## Opdracht A
Zet in de records alles vanaf de regel met "Would you please place a dot on the smoke" tot en met de regel met "point(123, 14)" om in een genummerde lijst, zonder lege regels.

-*-

ECLI:NL:TNOKLEE:2009:YC0295 Kamer van toezicht Leeuwarden 15-2008

ECLI: ECLI:NL:TNOKLEE:2009:YC0295
Datum uitspraak: 05-01-2009
Datum publicatie: 02-09-2009
Zaaknummer(s): 15-2008
Onderwerp: Registergoed
Beslissingen: Klacht ongegrond
Inhoudsindicatie: Hoewel Klaagster heeft betoogd dat De notaris heeft nagelaten haar te wijzen op de risico's die zij liep met het geven van het recht van hypotheek op haar woning te (…) is dit naar het oordeel van de Kamer niet komen vast te staan. Hetzelfde geldt onverkort voor de stelling van Klaagster dat De notaris ontkennend heeft geantwoord op de vraag van Klaagster of zij risico's liep bij het ondertekenen van de volmacht.

KAMER VAN TOEZICHT OVER NOTARISSEN EN KANDIDAAT-NOTARISSEN TE LEEUWARDEN

Zaaknummer: 15-2008

Uitspraak: 5 januari 2009

UITSPRAAK

van de Kamer van Toezicht over de notarissen en kandidaat-notarissen te Leeuwarden (hierna te noemen: de Kamer), in de zaak van:

S. Klaagster,

wonende ,

hierna te noemen: Klaagster,

gemachtigde: mr. J.C. Sorber te Amsterdam

tegen

mr.

notaris te ,

hierna te noemen: De notaris,

procederende in persoon.

-*-

## Opdracht B
Welke korte namen voert de uitspraak in met de woorden "hierna te noemen:"? Noem ze allemaal.

## Records met coördinaatannotaties
-*-

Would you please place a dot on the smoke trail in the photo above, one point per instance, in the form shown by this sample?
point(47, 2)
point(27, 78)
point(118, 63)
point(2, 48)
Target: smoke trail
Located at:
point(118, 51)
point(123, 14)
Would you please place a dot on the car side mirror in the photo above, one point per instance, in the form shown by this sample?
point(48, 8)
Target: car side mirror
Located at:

-*-

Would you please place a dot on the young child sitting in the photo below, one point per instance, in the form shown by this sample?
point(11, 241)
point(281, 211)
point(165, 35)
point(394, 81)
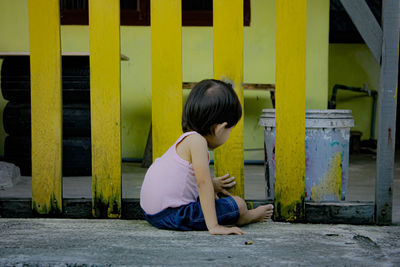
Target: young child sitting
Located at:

-*-

## Antwoord A
1. Would you please place a dot on the smoke trail in the photo above, one point per instance, in the form shown by this sample?
2. point(47, 2)
3. point(27, 78)
4. point(118, 63)
5. point(2, 48)
6. Target: smoke trail
7. Located at:
8. point(118, 51)
9. point(123, 14)

## Antwoord B
de Kamer
Klaagster
De notaris